_Problem statement_.
Nothing other than the lines from the one containing "Target: beige blanket" through the last line of the data below should be output, each reproduced exactly.

Segment Start: Supplied records

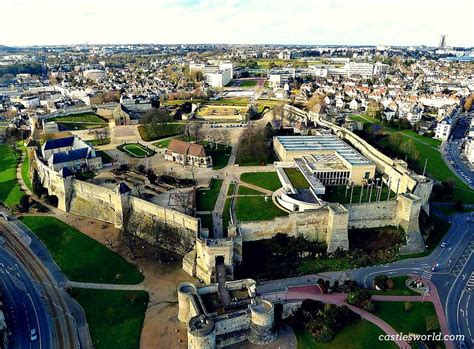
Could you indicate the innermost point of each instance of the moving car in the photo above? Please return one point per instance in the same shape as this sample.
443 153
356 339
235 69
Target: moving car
33 335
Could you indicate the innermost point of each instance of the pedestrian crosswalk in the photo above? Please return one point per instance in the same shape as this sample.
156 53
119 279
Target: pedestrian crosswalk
457 267
426 274
470 283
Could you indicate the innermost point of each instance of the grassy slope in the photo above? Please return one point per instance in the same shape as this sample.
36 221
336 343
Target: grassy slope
296 178
254 208
148 135
80 257
265 180
10 192
411 321
86 117
25 172
206 199
248 191
115 318
361 334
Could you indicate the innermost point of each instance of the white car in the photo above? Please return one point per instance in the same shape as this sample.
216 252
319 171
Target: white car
33 335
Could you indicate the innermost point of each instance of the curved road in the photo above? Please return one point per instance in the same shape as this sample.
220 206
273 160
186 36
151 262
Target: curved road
62 322
24 307
453 278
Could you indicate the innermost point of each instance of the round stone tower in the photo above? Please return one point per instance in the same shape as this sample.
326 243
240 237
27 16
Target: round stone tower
262 323
185 291
201 333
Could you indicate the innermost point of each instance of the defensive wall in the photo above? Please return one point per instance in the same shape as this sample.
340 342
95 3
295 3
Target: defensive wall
331 222
250 319
118 207
399 177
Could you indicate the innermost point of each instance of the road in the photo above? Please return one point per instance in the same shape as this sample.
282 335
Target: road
453 279
451 151
24 307
62 322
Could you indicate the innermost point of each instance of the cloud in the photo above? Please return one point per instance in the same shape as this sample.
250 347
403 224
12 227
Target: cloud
404 22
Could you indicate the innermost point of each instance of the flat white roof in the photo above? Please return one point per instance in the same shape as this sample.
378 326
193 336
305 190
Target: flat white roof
323 143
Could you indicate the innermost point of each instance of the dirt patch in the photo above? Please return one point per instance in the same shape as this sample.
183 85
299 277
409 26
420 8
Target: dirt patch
161 328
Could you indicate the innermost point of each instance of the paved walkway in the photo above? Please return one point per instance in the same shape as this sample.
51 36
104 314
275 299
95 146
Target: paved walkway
340 299
75 284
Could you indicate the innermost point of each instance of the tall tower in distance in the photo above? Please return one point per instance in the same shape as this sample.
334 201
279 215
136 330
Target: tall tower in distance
442 41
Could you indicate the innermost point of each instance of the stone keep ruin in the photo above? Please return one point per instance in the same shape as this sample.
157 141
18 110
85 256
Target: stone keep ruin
202 255
221 315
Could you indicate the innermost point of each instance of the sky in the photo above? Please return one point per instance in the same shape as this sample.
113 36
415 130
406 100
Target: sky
318 22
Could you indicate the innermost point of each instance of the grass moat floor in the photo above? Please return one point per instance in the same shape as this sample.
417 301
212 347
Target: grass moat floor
80 257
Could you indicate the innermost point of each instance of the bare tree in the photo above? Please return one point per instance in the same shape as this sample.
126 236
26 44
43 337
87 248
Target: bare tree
185 200
193 131
140 189
110 239
225 137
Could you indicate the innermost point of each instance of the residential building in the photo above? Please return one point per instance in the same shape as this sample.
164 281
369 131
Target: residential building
365 70
71 153
187 153
326 157
443 129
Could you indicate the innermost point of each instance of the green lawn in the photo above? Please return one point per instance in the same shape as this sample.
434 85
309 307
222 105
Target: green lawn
255 208
339 194
265 180
449 210
226 215
399 288
135 150
248 191
96 142
10 192
206 221
106 158
317 265
296 178
206 198
85 117
148 134
230 190
115 318
361 334
72 126
269 159
25 171
163 143
220 155
248 83
408 321
80 257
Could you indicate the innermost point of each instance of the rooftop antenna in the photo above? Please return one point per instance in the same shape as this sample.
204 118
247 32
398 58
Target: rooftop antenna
442 41
424 168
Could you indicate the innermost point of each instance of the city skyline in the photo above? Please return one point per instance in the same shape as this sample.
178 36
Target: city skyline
237 22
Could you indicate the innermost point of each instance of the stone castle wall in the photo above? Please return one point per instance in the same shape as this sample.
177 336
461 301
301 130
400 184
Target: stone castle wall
372 215
332 222
108 205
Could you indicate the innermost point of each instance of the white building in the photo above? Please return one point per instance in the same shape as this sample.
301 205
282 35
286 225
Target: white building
218 78
278 78
363 69
216 75
443 130
469 151
94 74
380 69
31 101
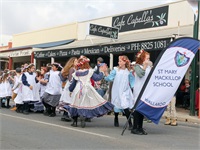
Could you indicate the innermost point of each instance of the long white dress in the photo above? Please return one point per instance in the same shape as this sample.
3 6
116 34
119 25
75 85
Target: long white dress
86 101
6 89
27 93
19 98
139 82
65 96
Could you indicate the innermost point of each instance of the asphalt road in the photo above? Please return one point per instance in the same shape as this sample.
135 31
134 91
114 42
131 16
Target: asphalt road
36 131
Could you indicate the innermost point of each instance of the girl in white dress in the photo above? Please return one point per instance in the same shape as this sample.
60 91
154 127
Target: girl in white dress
65 99
16 86
6 88
86 102
53 90
1 89
122 96
142 70
30 92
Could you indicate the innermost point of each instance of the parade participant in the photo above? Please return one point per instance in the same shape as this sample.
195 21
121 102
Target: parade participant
19 97
171 113
30 92
6 89
65 99
17 83
86 102
122 96
142 70
53 90
2 104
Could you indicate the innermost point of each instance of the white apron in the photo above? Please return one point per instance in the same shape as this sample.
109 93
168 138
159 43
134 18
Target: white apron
122 96
28 94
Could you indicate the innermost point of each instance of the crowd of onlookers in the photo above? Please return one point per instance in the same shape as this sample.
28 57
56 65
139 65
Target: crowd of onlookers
78 90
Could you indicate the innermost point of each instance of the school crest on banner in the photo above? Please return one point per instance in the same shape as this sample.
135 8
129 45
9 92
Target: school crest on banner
165 77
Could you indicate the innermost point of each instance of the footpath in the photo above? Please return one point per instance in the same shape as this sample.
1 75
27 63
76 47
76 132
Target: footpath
183 115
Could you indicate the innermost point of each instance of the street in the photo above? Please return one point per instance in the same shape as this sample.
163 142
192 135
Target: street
36 131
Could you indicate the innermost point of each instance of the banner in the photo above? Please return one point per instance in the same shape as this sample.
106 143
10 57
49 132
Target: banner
194 5
165 78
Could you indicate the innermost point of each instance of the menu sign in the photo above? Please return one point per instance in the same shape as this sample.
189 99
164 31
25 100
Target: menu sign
150 18
149 45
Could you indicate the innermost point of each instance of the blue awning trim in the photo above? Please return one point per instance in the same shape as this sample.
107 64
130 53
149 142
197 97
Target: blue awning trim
53 44
43 45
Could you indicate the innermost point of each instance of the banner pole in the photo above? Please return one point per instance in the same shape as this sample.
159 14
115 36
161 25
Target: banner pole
194 68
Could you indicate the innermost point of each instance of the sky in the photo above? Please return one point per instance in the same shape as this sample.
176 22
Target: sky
18 16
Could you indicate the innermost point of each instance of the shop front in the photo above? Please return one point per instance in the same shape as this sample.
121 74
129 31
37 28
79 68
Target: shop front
130 49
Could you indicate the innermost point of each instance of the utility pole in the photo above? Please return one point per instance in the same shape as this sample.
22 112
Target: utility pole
193 86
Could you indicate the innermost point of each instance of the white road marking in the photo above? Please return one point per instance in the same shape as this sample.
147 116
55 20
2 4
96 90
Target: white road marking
60 126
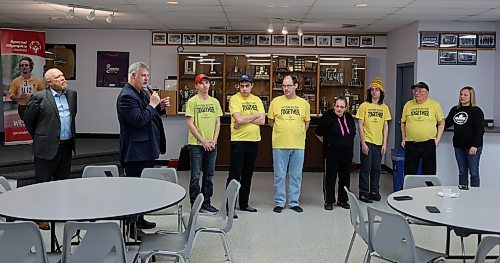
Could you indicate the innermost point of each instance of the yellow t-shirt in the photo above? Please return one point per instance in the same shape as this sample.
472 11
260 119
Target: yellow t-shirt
289 115
19 86
421 120
205 114
245 106
374 116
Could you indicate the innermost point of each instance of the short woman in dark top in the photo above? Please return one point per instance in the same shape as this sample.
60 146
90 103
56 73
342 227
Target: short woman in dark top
336 130
467 120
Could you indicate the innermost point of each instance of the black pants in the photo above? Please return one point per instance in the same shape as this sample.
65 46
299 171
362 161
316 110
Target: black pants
416 151
242 164
334 168
58 168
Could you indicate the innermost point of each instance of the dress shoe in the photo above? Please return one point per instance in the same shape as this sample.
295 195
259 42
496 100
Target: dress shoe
365 198
344 205
278 209
143 224
249 209
297 209
44 225
375 196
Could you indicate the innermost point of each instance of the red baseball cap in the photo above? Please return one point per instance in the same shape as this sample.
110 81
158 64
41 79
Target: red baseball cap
200 77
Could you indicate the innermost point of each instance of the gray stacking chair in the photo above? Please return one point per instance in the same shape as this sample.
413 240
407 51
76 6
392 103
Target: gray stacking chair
177 245
100 171
166 174
101 242
4 185
390 238
358 223
486 245
17 240
221 223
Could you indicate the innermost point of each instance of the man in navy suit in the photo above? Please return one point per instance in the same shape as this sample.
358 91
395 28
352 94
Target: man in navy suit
142 137
50 119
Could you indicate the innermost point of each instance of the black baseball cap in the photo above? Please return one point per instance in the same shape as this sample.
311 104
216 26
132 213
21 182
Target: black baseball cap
420 84
246 78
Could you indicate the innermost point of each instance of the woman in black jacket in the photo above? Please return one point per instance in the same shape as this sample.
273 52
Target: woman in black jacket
336 130
467 120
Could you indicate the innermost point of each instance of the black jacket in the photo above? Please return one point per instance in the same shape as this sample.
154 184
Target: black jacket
337 144
468 126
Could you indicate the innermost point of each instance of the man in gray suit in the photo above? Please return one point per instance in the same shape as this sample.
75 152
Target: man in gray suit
50 119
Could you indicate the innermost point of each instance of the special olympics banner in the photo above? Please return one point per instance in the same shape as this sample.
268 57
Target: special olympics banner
22 68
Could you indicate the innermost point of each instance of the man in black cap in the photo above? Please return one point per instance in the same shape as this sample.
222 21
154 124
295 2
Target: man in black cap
422 125
247 114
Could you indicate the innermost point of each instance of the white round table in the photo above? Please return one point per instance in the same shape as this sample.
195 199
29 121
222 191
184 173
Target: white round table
474 209
89 199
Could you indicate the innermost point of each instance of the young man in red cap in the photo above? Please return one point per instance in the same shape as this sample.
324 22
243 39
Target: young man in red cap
422 125
372 116
203 114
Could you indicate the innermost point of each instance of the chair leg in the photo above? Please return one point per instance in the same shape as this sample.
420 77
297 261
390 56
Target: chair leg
226 246
463 248
350 247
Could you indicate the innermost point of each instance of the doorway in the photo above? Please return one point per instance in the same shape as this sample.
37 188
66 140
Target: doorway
404 80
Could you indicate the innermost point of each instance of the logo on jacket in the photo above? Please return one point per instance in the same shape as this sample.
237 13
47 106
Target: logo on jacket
460 118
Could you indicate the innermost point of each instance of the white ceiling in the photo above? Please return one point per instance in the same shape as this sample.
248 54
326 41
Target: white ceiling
381 16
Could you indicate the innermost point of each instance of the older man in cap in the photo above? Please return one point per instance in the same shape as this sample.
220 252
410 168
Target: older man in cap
247 114
422 125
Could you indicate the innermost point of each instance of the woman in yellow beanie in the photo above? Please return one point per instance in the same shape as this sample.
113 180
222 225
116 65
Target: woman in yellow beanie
372 116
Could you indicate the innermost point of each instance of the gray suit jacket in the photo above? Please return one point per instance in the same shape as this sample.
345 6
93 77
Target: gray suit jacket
42 122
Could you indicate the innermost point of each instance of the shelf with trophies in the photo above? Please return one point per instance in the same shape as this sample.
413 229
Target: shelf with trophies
257 66
342 75
304 67
191 64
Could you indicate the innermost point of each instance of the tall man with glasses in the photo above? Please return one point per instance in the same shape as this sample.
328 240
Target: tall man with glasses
422 125
289 116
247 114
25 85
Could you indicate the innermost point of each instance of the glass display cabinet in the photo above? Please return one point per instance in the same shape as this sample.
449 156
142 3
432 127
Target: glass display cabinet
256 65
192 64
304 67
341 76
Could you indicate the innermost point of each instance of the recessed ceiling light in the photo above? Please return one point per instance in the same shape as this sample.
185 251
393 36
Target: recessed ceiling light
361 5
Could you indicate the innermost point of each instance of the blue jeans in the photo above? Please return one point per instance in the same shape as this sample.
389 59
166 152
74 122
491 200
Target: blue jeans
293 159
201 161
468 164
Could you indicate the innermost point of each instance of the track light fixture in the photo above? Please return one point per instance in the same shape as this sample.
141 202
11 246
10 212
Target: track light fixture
300 31
91 15
270 28
71 13
284 30
110 18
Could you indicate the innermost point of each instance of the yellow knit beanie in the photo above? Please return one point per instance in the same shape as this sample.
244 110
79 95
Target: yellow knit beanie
377 83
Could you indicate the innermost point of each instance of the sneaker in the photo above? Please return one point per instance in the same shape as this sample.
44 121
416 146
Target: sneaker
375 196
277 209
297 209
344 205
209 209
365 198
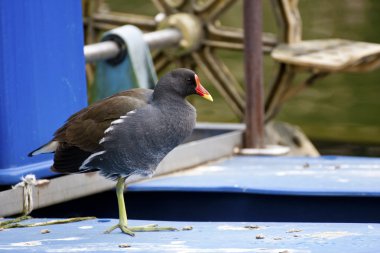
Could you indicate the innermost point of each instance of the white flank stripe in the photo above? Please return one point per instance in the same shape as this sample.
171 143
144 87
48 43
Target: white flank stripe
118 121
48 148
90 158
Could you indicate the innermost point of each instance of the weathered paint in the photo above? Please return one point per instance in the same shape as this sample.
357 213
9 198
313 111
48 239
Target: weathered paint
204 237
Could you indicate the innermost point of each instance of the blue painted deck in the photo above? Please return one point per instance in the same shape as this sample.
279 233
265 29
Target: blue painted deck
302 176
87 236
245 188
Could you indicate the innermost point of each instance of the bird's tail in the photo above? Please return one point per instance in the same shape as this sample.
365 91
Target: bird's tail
49 147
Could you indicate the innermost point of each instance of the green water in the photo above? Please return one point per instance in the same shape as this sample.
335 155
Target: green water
341 107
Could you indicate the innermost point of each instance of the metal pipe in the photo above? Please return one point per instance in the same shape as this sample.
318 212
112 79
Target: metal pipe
254 114
109 49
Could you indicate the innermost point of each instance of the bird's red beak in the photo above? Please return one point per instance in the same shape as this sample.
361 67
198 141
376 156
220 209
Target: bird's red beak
201 91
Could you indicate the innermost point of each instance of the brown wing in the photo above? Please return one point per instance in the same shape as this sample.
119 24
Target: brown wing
79 137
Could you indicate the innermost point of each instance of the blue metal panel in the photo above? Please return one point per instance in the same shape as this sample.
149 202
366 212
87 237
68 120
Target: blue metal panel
303 176
42 79
88 236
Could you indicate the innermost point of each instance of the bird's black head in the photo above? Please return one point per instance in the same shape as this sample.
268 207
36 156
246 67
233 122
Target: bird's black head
181 82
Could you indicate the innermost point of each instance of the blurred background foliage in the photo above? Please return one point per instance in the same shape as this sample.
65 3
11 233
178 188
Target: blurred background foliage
339 108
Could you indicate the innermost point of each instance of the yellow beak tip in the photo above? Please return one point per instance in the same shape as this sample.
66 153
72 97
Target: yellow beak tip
208 97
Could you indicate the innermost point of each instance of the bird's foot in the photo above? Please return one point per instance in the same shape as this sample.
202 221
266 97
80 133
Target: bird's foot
147 228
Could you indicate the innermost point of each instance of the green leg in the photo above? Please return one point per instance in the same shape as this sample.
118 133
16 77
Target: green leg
123 221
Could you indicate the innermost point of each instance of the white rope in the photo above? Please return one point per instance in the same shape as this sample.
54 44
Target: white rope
27 184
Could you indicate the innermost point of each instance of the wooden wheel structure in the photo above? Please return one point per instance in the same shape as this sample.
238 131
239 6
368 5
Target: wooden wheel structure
202 35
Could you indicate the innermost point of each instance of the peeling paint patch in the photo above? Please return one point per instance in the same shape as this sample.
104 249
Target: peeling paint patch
27 244
39 242
85 227
331 235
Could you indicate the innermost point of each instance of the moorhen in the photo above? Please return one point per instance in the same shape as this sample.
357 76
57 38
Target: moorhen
128 134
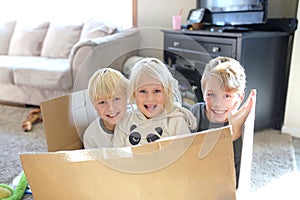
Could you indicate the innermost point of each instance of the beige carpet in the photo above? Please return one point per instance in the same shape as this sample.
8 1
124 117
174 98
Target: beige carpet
273 155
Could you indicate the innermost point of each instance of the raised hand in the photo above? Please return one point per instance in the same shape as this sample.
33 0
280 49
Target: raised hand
238 117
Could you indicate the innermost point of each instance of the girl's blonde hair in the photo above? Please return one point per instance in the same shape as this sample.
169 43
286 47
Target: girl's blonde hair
106 83
155 69
228 71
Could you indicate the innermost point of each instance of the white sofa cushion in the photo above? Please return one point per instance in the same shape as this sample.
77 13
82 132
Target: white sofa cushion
27 39
9 63
45 73
6 31
94 28
60 39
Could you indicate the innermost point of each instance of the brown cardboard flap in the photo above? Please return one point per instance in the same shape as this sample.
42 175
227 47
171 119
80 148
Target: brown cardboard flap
169 169
60 129
65 120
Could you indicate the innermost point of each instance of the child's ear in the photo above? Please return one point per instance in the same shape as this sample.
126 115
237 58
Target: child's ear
242 96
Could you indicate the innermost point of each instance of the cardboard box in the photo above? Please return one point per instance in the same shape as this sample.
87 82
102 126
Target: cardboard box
192 166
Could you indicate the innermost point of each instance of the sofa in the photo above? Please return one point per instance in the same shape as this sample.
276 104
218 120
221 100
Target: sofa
42 60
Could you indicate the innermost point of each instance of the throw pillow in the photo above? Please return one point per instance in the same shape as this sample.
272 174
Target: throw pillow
60 39
6 31
93 29
27 39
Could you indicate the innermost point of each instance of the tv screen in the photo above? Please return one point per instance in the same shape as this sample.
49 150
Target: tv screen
236 12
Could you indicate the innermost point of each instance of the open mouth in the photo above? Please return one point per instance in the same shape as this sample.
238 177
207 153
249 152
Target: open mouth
113 115
150 108
219 112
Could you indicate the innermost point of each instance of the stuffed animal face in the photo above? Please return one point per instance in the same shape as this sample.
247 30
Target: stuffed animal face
138 136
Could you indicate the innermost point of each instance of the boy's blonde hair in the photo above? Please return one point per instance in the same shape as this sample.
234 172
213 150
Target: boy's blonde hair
106 83
228 71
155 69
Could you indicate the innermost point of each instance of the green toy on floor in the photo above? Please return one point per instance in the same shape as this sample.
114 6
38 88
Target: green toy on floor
8 193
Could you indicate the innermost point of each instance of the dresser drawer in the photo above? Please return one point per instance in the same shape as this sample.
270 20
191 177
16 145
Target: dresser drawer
198 47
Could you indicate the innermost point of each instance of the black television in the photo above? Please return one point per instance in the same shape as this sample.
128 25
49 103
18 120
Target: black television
236 12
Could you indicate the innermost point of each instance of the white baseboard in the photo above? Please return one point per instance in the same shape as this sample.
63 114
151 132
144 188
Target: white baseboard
295 132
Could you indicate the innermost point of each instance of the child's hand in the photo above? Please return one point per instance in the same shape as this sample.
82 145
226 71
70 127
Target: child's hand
239 116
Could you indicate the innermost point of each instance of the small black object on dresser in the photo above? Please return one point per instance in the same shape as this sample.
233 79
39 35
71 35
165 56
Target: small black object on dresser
264 54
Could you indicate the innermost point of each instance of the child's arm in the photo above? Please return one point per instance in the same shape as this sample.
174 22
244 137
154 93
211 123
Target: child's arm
238 118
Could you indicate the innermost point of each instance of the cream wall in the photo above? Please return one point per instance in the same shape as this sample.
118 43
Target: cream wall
292 112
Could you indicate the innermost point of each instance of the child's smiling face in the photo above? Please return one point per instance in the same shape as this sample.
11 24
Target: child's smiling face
219 103
150 97
111 110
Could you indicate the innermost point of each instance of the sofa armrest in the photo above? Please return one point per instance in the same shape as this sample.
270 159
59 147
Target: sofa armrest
88 56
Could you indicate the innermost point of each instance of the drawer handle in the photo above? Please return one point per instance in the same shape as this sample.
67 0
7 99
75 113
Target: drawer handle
175 43
216 49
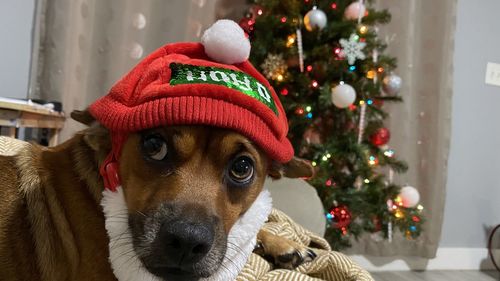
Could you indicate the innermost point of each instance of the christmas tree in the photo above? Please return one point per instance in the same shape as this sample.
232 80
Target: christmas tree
326 61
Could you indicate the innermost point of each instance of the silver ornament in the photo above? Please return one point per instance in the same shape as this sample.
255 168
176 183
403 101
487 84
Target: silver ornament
343 95
315 19
392 84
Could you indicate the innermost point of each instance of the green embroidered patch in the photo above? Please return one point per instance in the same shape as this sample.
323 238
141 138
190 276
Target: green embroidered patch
239 81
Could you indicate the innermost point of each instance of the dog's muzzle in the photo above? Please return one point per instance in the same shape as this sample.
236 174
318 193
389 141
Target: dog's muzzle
179 242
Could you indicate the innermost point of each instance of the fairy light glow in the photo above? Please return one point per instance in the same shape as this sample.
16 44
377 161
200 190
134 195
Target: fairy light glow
389 153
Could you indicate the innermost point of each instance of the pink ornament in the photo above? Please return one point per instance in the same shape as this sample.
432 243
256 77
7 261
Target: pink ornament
354 11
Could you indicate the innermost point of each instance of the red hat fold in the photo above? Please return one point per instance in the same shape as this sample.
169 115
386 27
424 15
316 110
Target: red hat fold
179 84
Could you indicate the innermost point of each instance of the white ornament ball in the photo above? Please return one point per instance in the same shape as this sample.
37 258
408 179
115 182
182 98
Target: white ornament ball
343 95
315 19
354 10
409 196
226 42
139 21
136 51
392 84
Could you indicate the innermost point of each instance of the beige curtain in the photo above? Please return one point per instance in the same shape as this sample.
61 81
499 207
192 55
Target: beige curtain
421 36
86 45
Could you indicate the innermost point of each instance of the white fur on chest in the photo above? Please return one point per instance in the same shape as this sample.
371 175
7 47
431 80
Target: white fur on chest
127 266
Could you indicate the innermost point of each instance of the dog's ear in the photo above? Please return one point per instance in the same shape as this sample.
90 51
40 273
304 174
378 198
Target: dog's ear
296 168
83 116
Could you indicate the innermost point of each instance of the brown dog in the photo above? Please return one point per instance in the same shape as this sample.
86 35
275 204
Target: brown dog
185 191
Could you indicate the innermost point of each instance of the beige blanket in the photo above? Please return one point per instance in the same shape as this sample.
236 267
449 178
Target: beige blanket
329 265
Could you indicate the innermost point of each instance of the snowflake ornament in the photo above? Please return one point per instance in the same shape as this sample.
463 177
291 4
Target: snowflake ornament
352 49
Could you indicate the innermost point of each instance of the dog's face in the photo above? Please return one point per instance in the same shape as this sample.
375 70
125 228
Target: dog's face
185 187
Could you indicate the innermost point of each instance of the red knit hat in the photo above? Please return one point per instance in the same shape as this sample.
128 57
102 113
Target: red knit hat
209 83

Segment End: Supplied records

_Answer below_.
Target: beige blanket
329 265
Could you indicate the innermost point of each instance of the snowflake ornament in the photo above? Please return one point per instance in the same shape as this sample.
463 177
291 4
Target: snowflake ornament
352 49
Could you indicate the innermost point of each instance of the dog's face in the photo above? Please return one point per instance in the same shape as this sample.
375 70
125 228
Target: dog's face
185 187
Could you indicate the innermost point of each instance of the red knit hat in the photo above? Please return one point per instance in the same shape as this sample.
128 57
102 113
Target: red knit hat
209 83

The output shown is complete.